Could you rewrite the rows below as a Markdown table with the columns "No." and "Line", giving each line its own number, dropping blank lines and leaving out the pictures?

___ Supplied data ___

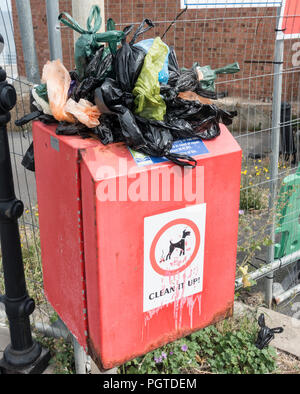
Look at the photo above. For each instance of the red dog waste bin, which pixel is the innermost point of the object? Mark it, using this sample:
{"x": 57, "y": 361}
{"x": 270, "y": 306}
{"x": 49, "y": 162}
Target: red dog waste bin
{"x": 136, "y": 251}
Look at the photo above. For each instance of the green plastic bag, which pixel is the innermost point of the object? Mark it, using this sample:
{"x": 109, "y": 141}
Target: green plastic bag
{"x": 148, "y": 102}
{"x": 89, "y": 42}
{"x": 208, "y": 82}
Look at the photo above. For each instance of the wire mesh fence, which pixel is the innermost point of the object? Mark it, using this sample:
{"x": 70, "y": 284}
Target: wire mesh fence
{"x": 214, "y": 37}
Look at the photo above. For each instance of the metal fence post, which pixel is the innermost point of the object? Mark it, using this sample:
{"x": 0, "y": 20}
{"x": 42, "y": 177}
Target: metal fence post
{"x": 54, "y": 30}
{"x": 23, "y": 354}
{"x": 275, "y": 147}
{"x": 28, "y": 43}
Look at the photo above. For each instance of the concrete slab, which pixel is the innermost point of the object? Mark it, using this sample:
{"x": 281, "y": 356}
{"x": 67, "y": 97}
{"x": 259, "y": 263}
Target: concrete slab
{"x": 289, "y": 340}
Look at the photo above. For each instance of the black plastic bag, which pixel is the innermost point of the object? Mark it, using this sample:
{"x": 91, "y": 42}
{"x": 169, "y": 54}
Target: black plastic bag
{"x": 109, "y": 130}
{"x": 98, "y": 69}
{"x": 28, "y": 159}
{"x": 188, "y": 80}
{"x": 150, "y": 137}
{"x": 36, "y": 115}
{"x": 265, "y": 334}
{"x": 129, "y": 58}
{"x": 159, "y": 142}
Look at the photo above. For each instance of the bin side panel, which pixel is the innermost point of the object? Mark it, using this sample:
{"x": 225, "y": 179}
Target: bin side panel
{"x": 119, "y": 330}
{"x": 59, "y": 204}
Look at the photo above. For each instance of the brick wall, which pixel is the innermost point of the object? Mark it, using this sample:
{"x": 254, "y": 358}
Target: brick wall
{"x": 211, "y": 37}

___

- Exercise response
| No. | Line |
|---|---|
| 1 | Look at the photo above. For each instance of the red dog waste bin, which pixel is the innermost point of the object? Mark it, using this sample: |
| 2 | {"x": 57, "y": 361} |
| 3 | {"x": 270, "y": 306} |
| 4 | {"x": 49, "y": 162} |
| 5 | Target: red dog waste bin |
| 6 | {"x": 136, "y": 251} |
| 7 | Look at the photo above. For each instance of the green plastic bag, which pixel is the innermost point of the object? Mark it, using this sample: |
| 8 | {"x": 109, "y": 141} |
| 9 | Target: green plastic bag |
| 10 | {"x": 148, "y": 102} |
| 11 | {"x": 89, "y": 42} |
| 12 | {"x": 208, "y": 82} |
| 13 | Look at the photo above. For each instance of the wire mesh fence, which pixel is the innermost point of the object? Mark it, using this sample: |
| 14 | {"x": 70, "y": 284} |
| 15 | Target: wire mesh fence |
| 16 | {"x": 214, "y": 37} |
| 17 | Look at the photo above. For each instance of the metal fence post, which pixel is the innermost point of the object? Mark it, using this sample: |
| 18 | {"x": 0, "y": 20} |
| 19 | {"x": 42, "y": 177} |
| 20 | Target: metal fence post |
| 21 | {"x": 54, "y": 30} |
| 22 | {"x": 23, "y": 354} |
| 23 | {"x": 275, "y": 147} |
| 24 | {"x": 28, "y": 43} |
| 25 | Look at the photo above. For each instance of the concrete slab, which pixel is the innermost point of the object? Mark it, using this sample: |
| 26 | {"x": 281, "y": 356} |
| 27 | {"x": 67, "y": 97} |
| 28 | {"x": 259, "y": 263} |
| 29 | Target: concrete slab |
| 30 | {"x": 289, "y": 340} |
| 31 | Look at the photo above. For each instance of the black plastic bag, which pixel is the innermost point of the object? Mark it, using this sample: |
| 32 | {"x": 91, "y": 42} |
| 33 | {"x": 169, "y": 54} |
| 34 | Target: black plastic bag |
| 35 | {"x": 109, "y": 130} |
| 36 | {"x": 98, "y": 69} |
| 37 | {"x": 28, "y": 159} |
| 38 | {"x": 188, "y": 80} |
| 39 | {"x": 150, "y": 137} |
| 40 | {"x": 36, "y": 115} |
| 41 | {"x": 265, "y": 334} |
| 42 | {"x": 129, "y": 58} |
| 43 | {"x": 159, "y": 142} |
| 44 | Look at the photo above. For each instance of the bin side panel, which pixel is the innermost point of the object? Mark it, using this sample: |
| 45 | {"x": 225, "y": 179} |
| 46 | Target: bin side panel |
| 47 | {"x": 119, "y": 330} |
| 48 | {"x": 59, "y": 204} |
| 49 | Look at the photo above. For each instance of the brick wall, which pixel is the innermost point of the object? Mark it, using this sample: |
| 50 | {"x": 254, "y": 358} |
| 51 | Target: brick wall |
| 52 | {"x": 211, "y": 37} |